>> START
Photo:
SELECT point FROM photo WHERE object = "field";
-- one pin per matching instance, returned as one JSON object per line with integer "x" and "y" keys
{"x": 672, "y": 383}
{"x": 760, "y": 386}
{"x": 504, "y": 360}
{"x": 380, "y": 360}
>> END
> [Set task]:
Set down every one of the records above again, reproducing each line without alteration.

> [Written response]:
Photo:
SELECT point FROM photo WHERE object = "field";
-- one pin per matching instance, returned as one JSON object per line with integer "x" and "y" keys
{"x": 672, "y": 383}
{"x": 760, "y": 386}
{"x": 504, "y": 360}
{"x": 380, "y": 360}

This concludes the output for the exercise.